===== DATA UNDER STUDY

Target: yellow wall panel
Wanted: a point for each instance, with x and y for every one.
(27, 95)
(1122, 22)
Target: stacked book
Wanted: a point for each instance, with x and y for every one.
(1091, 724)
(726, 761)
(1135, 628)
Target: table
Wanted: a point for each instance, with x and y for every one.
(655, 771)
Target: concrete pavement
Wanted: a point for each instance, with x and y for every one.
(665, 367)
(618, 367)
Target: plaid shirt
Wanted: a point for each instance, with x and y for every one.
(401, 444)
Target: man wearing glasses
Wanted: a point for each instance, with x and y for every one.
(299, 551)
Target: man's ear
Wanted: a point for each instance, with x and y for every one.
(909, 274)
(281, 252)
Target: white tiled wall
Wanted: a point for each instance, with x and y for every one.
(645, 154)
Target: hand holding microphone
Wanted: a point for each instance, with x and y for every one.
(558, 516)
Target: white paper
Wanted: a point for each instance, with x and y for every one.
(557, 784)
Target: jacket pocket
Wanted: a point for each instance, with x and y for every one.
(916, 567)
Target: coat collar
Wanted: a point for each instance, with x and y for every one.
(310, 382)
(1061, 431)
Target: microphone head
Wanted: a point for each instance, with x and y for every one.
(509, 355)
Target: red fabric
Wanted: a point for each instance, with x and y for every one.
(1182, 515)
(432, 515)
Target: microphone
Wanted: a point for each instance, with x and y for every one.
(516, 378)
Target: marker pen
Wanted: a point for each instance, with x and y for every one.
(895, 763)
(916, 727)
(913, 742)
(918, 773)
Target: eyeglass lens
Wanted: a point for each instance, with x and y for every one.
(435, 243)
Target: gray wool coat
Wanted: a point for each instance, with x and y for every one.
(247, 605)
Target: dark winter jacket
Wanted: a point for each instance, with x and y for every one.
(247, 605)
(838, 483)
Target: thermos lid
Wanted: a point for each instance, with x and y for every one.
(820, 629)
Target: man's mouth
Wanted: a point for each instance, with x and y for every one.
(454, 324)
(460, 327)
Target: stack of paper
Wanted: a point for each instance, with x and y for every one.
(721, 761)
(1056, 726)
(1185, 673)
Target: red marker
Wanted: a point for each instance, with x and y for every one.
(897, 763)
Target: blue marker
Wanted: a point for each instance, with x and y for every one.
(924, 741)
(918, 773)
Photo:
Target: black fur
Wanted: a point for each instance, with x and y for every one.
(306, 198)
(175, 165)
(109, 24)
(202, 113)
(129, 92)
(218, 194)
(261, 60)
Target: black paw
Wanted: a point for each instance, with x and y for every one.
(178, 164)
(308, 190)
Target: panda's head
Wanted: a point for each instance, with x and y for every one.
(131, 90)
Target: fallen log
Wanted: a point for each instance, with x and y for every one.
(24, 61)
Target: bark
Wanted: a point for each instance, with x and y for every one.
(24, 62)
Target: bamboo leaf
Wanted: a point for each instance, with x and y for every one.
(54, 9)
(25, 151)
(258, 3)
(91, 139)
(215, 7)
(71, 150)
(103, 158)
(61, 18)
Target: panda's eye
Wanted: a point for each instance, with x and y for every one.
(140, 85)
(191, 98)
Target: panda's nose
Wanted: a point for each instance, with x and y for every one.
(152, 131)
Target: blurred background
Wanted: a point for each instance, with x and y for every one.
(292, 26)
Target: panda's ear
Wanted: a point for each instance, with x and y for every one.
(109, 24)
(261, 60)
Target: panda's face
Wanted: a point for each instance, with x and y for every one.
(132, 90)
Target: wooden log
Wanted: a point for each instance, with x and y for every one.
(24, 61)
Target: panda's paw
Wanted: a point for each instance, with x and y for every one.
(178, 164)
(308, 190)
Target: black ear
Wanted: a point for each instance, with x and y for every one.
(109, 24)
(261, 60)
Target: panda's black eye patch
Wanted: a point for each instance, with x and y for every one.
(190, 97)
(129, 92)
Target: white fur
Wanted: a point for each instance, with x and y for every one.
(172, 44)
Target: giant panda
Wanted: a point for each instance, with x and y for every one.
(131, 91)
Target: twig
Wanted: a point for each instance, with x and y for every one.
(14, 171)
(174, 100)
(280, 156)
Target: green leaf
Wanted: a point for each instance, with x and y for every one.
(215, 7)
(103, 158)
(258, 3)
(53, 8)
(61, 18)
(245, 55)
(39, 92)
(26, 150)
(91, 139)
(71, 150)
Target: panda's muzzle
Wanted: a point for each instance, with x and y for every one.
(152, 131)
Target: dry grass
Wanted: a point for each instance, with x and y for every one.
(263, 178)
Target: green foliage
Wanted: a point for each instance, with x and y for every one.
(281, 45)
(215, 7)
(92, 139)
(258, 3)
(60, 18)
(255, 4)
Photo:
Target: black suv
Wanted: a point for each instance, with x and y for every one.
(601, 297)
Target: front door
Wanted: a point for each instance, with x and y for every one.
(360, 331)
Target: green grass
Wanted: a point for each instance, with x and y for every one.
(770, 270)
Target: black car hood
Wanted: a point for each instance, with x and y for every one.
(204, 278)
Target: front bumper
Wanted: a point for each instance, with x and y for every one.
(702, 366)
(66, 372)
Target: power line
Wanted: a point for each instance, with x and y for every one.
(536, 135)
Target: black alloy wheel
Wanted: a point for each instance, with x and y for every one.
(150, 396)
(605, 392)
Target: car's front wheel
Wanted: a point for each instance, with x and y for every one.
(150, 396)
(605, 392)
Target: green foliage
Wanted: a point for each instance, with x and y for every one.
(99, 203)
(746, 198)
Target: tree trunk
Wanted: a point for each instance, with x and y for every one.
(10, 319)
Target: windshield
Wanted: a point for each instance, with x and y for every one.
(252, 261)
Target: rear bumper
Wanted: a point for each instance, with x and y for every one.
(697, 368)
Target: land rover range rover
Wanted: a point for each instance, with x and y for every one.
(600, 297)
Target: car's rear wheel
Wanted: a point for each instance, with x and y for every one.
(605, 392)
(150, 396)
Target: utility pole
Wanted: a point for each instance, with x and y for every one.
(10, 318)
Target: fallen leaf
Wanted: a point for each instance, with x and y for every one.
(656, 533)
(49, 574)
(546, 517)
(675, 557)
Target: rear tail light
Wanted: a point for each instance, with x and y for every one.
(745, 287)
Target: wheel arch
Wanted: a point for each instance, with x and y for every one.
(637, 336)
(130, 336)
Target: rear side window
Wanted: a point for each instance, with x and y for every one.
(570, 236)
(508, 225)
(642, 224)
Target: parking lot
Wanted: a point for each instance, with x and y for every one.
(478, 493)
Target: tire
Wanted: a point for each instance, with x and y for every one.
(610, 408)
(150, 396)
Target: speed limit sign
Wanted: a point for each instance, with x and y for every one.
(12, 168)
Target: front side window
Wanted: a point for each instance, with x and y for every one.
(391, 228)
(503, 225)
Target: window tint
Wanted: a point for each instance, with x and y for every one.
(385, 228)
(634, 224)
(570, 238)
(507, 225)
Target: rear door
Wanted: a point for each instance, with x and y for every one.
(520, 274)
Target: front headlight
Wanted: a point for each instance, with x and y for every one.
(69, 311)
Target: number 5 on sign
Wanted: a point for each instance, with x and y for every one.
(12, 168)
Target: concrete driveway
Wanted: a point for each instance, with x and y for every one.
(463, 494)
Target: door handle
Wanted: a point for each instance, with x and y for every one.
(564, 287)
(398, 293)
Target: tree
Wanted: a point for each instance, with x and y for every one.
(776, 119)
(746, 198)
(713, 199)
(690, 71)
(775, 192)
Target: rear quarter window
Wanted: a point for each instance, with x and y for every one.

==========

TASK TO COMPLETE:
Your answer must be a single number: how many lines of the records contain the word "window".

TASK ANSWER:
4